--- Stored data ---

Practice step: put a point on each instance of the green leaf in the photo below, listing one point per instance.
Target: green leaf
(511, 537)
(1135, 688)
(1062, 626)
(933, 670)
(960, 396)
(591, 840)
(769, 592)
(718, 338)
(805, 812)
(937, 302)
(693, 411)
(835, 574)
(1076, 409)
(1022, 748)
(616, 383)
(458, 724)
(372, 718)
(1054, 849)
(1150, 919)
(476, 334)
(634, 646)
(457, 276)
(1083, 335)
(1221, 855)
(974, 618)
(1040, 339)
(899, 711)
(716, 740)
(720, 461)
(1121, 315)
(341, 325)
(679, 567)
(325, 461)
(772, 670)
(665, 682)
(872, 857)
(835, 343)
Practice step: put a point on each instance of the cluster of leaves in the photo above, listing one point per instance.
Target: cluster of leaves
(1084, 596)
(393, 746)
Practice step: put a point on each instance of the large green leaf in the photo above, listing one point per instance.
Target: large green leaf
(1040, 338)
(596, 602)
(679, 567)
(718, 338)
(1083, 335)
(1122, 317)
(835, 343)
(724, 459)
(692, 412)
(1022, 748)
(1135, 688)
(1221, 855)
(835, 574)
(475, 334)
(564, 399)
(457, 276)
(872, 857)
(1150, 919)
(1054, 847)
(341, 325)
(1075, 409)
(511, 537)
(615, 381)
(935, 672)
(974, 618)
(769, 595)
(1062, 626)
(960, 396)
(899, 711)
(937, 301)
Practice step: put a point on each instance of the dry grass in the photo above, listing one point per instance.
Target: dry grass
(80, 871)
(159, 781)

---
--- Stored data ---

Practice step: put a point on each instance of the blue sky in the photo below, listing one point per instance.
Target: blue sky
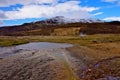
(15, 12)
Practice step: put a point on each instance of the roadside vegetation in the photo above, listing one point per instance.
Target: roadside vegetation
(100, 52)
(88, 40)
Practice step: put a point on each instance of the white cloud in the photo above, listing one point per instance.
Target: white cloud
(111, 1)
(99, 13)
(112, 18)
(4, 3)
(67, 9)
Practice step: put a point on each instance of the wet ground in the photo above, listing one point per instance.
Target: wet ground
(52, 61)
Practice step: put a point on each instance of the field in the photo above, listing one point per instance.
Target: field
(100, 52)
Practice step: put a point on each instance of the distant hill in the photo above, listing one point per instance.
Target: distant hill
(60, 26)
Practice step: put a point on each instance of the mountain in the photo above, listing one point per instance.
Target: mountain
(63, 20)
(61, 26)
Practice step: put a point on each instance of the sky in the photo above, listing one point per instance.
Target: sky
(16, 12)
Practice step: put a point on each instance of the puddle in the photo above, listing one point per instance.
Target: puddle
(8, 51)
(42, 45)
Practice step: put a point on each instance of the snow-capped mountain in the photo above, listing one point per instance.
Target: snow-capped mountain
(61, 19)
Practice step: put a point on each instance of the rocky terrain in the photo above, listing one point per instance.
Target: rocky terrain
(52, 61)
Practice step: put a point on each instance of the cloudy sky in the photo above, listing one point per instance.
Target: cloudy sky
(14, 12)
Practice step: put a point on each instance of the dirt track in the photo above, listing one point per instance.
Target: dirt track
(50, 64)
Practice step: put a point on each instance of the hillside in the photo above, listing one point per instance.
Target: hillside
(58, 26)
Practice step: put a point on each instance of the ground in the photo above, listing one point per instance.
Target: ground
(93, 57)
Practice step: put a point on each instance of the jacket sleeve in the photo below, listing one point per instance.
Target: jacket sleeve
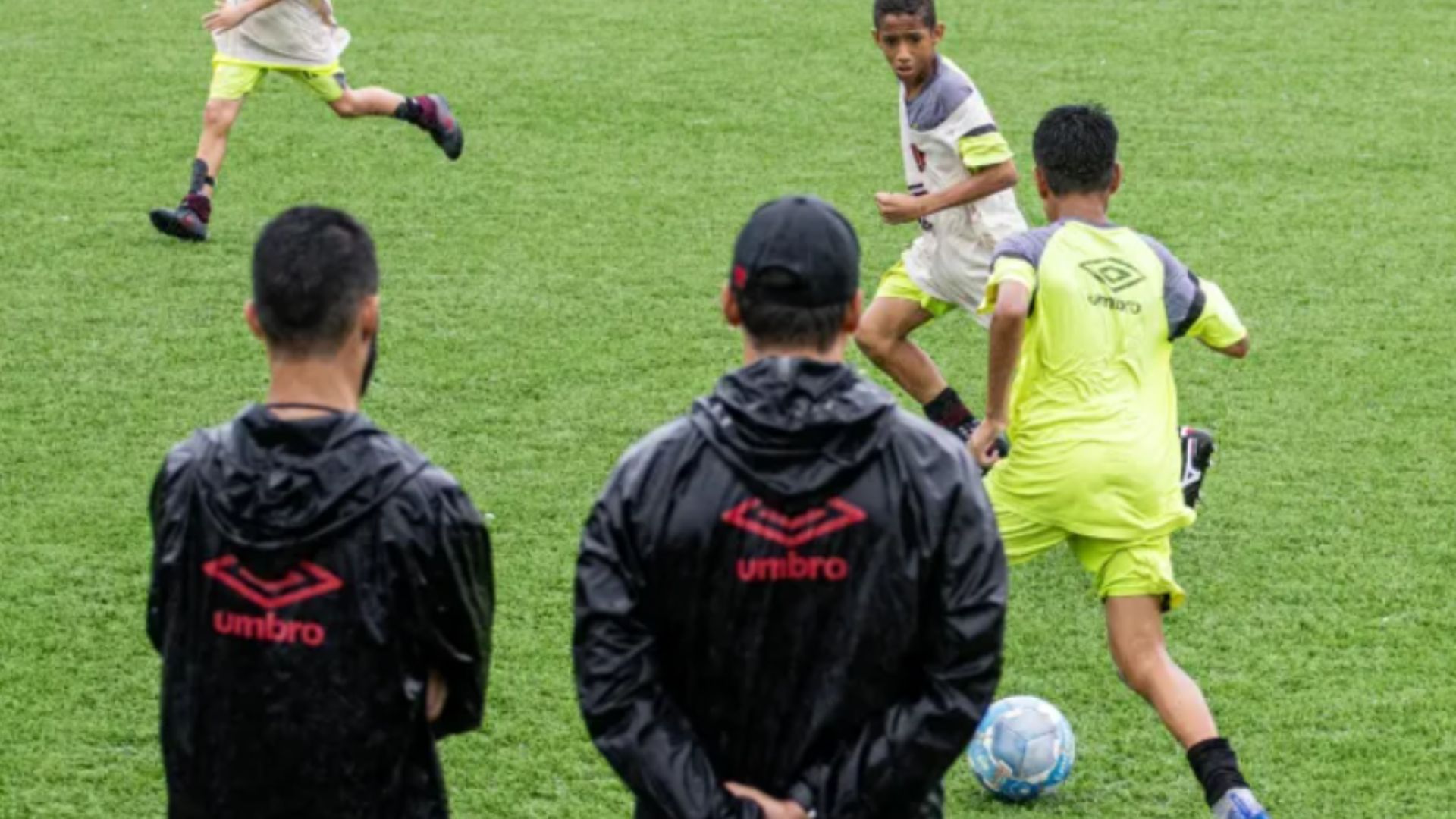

---

[Challenge]:
Report every line of the items that contains the string "ground".

[The completed task]:
Practice step: put a point on each instance of the wet ground in the photo above, listing one point per instance.
Target: wet ground
Practice step: put a point on each instance of the ground in the photo above, listing one point per instance.
Target: ground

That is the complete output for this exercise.